**Qué hacer**
Convierte todos los datos de abajo en una lista JSON de cadenas, con una cadena por cada línea y sin las líneas en blanco.

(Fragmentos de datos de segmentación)
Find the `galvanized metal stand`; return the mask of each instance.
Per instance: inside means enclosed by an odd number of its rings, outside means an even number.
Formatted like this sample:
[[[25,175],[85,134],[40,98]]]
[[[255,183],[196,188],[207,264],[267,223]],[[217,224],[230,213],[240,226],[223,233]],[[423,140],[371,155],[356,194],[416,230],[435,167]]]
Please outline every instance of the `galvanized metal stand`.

**Respuesta del ejercicio**
[
  "Find the `galvanized metal stand`; return the mask of each instance.",
  "Per instance: inside means enclosed by an odd number of its rings, outside means an even number.",
  "Formatted like this sample:",
  "[[[25,175],[85,134],[40,98]]]",
  "[[[255,183],[196,188],[207,264],[267,223]],[[217,224],[230,213],[240,226],[223,233]],[[423,140],[371,155],[356,194],[416,230],[435,167]]]",
  "Please outline every instance of the `galvanized metal stand`."
]